- EXERCISE INSTRUCTIONS: For this exercise, repeat each entry exactly as written.
• • • • • • •
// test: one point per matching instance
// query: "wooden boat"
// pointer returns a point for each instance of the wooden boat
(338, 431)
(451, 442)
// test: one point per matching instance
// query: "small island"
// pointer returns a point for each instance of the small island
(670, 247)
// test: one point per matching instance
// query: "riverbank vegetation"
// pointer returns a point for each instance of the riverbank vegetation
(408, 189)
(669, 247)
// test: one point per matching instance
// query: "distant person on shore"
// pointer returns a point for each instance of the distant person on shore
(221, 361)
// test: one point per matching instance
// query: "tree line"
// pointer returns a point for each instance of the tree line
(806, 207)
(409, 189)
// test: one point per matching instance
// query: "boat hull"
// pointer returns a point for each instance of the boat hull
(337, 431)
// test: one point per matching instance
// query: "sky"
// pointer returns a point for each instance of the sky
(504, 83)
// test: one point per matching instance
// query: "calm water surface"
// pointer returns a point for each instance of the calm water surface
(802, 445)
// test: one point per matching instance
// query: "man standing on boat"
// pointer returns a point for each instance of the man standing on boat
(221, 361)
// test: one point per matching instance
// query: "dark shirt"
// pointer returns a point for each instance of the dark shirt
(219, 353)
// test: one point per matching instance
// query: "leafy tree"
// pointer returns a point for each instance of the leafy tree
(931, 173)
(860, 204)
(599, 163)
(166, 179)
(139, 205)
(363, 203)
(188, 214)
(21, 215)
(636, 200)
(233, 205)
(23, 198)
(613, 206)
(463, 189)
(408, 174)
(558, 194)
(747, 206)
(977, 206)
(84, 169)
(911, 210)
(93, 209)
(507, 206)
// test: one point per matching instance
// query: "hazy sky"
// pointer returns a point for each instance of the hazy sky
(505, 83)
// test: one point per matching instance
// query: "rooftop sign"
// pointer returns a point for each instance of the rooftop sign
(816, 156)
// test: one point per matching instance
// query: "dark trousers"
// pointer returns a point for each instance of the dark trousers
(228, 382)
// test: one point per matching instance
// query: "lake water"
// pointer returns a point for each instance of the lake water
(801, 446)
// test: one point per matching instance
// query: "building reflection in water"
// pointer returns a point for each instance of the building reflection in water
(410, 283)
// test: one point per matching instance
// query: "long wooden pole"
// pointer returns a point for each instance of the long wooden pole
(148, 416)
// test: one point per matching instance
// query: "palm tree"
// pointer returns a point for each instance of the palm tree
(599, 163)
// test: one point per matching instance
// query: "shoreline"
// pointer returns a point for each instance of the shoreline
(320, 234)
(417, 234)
• • • • • • •
- ANSWER BOX:
// test: one point per matching instance
// query: "wooden boat"
// pointer returns a point for each instance of the wooden boat
(338, 431)
(451, 442)
// test: one point per matching instance
// query: "small island"
// pointer returns a point for each instance of the small island
(670, 247)
// test: one point per matching instance
// query: "riverbank vegetation"
// pointer returns a point for each instance of the riverbank vegetation
(408, 189)
(669, 247)
// test: one point per matching instance
// query: "distant person on shore"
// pointer returns a point for each instance of the distant person on shore
(221, 361)
// test: one point per matching instance
// query: "tree line"
// pointer returns a point for each instance of the tree line
(806, 207)
(409, 189)
// test: one point per matching instance
// query: "boat hull"
// pointer returns a point for each instance of the boat hull
(337, 431)
// test: one point per matching instance
// query: "sky"
// pointer returns a point for each instance of the sky
(504, 83)
// test: one point per matching instance
// query: "calm water surface"
// pointer returns a point for each instance of the calm water surface
(802, 445)
// test: one point per matching instance
// query: "man standing on boat"
// pointer returns a point for each instance of the man standing on boat
(221, 361)
// test: one point per matching instance
// query: "dark shirt"
// pointer returns a point for each instance of the dark shirt
(219, 353)
// test: one point per matching instance
// query: "leafy tree"
// pointer returns a point for each instance of the leafy tree
(931, 173)
(860, 204)
(599, 163)
(166, 179)
(139, 205)
(363, 203)
(188, 214)
(21, 215)
(636, 200)
(233, 205)
(23, 198)
(613, 206)
(463, 189)
(408, 174)
(558, 194)
(747, 206)
(977, 206)
(84, 169)
(911, 210)
(93, 209)
(507, 206)
// test: one point per matching instance
// query: "hazy sky"
// pointer returns a point for each instance of the hazy sky
(505, 83)
// test: one point per matching instance
// query: "rooftop sign"
// pointer returns a point for each instance of the rooftop sign
(816, 156)
// test: one point per matching instance
// query: "dark trousers"
// pointer returns a point for each instance of the dark trousers
(228, 382)
// test: one point per matching instance
// query: "lake water"
// pointer returns a point for each instance of the lake water
(801, 446)
// test: one point per matching instance
// query: "building reflection in water"
// pointer returns a point for each instance of the building reflection in water
(410, 283)
// test: one point per matching instance
// query: "long wooden pole"
// pointer returns a point for each instance of the long wooden pole
(148, 416)
// test: one point per matching instance
// query: "palm tree"
// pointer returns a point for each instance of the palm tree
(599, 163)
// test: one point per matching instance
// query: "shoreline"
// pointer returns a point for each instance of the shoreline
(320, 234)
(417, 234)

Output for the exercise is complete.